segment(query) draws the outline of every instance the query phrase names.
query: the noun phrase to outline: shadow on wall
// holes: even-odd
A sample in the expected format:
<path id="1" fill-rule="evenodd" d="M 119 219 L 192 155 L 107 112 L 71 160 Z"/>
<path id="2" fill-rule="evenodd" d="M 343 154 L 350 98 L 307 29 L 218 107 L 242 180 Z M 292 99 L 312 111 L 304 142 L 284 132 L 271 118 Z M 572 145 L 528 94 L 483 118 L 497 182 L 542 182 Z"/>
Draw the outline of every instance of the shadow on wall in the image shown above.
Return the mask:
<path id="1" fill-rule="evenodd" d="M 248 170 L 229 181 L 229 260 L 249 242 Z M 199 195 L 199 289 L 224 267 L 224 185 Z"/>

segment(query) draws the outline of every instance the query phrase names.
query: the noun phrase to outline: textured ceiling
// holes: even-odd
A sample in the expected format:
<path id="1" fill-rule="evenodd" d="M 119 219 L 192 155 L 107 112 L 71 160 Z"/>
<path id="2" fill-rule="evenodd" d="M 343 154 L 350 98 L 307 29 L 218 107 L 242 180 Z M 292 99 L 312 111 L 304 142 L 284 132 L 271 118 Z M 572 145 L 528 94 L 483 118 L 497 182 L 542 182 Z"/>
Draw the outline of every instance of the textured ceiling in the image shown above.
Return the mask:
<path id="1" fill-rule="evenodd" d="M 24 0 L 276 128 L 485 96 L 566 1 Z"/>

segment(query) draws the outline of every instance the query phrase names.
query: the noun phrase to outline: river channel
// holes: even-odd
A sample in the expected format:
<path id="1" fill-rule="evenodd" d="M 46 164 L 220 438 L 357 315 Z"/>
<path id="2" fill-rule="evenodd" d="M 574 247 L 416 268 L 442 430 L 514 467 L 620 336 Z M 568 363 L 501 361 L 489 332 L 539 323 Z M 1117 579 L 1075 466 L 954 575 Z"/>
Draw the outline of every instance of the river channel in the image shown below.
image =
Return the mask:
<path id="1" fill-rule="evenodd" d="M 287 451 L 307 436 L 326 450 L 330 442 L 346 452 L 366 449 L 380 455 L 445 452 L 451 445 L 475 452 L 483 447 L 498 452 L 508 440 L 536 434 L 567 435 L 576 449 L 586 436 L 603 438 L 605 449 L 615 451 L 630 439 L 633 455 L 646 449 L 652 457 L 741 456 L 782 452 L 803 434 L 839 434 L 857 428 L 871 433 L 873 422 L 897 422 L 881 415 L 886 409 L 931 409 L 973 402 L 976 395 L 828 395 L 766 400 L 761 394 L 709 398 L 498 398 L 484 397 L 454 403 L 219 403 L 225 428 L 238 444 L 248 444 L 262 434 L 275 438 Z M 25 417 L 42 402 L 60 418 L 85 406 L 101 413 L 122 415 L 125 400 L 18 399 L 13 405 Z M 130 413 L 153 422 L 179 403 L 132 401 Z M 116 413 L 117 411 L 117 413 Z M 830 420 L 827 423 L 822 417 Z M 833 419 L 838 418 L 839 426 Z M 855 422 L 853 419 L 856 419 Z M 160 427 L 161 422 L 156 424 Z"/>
----
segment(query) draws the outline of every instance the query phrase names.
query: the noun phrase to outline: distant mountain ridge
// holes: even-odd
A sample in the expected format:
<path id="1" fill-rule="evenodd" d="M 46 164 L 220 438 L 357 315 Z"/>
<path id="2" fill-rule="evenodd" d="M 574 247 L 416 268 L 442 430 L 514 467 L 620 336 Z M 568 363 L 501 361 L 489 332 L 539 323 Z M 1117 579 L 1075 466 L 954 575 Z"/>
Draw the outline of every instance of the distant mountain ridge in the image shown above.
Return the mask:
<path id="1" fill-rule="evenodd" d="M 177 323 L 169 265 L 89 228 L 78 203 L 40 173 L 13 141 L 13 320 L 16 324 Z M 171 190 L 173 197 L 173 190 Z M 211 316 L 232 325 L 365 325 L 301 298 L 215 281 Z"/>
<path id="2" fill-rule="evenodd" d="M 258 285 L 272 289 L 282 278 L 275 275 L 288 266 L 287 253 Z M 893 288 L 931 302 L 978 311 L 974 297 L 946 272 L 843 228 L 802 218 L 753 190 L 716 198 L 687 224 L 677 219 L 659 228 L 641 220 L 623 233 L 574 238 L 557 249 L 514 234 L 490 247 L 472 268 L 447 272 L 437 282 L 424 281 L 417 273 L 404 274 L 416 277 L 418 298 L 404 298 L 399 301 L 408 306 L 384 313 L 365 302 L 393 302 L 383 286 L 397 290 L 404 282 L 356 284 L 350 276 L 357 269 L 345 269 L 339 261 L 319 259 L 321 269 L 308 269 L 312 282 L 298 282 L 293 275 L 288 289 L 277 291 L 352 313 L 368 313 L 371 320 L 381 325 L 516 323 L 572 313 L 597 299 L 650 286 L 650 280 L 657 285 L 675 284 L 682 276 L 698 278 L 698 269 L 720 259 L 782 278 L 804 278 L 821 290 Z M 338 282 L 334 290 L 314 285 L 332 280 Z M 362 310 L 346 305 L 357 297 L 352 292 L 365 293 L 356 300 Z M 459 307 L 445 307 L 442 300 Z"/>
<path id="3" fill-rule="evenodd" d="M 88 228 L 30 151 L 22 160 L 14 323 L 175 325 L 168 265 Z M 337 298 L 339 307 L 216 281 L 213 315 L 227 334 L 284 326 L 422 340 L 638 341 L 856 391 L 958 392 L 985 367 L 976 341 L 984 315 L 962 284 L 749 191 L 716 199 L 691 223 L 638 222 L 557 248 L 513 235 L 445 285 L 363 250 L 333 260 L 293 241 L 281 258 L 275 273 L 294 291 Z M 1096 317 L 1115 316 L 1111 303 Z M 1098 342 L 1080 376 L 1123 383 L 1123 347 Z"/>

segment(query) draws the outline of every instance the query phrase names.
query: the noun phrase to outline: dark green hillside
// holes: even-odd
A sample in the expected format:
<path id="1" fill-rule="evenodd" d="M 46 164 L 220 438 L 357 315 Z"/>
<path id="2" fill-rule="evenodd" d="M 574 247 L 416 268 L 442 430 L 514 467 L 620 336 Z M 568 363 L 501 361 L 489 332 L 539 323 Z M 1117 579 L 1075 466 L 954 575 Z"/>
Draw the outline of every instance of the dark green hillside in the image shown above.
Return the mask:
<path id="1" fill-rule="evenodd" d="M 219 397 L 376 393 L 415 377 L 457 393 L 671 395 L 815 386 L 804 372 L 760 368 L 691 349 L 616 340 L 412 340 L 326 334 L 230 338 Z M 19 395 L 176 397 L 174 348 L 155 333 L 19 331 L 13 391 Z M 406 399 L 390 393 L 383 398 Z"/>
----
EXERCISE -
Collect every line in the entries above that contains the string "ceiling", and copy each such line in full. Matching is case-sensitive.

SOLUTION TO THIS PROBLEM -
query: the noun phrase to outline: textured ceiling
Draw the outline of every instance of the textured ceiling in the image shown above.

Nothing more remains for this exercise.